Search the entries below for the line containing "Target: dark window opening"; from there to the end, return every line exactly and add nothing.

** Opening RECORDS FOR THIS TASK block **

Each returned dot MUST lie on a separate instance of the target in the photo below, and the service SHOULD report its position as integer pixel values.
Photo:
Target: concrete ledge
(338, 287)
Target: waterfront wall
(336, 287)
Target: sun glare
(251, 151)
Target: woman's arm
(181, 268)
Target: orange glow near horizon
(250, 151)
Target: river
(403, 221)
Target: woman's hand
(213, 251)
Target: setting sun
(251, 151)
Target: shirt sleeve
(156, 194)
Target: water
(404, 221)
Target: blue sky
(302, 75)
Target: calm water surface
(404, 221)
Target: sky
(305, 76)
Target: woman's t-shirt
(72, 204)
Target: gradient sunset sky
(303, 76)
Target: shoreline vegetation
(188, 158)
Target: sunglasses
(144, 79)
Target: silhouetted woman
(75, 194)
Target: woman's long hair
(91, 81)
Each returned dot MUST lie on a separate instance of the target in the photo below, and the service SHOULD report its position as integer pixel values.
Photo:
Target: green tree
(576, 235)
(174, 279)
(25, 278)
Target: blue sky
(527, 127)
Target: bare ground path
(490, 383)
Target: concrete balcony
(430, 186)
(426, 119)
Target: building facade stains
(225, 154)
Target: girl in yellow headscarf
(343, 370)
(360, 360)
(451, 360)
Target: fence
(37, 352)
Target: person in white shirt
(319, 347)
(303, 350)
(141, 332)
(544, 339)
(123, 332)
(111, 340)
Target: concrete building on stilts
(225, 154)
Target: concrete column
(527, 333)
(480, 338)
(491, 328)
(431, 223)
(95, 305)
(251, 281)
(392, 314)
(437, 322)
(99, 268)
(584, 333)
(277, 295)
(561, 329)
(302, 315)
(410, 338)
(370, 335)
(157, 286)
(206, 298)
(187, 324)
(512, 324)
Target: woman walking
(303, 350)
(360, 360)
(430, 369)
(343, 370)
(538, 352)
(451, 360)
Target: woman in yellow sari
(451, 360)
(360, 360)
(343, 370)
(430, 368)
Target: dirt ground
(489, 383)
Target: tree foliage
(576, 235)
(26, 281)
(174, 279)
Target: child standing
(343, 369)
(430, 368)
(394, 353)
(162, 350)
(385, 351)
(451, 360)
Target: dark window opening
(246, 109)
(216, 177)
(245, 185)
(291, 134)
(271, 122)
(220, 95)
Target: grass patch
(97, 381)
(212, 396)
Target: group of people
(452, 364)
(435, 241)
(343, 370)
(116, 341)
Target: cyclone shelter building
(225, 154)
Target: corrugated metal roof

** Closing RECORDS FOR THIS TASK block **

*SOLUTION TO THIS TASK*
Target: dark window opening
(246, 109)
(216, 177)
(245, 185)
(291, 134)
(271, 122)
(220, 95)
Target: grass patch
(97, 381)
(212, 396)
Target: group of people
(452, 364)
(435, 241)
(343, 370)
(116, 341)
Target: cyclone shelter building
(225, 154)
Target: corrugated metal roof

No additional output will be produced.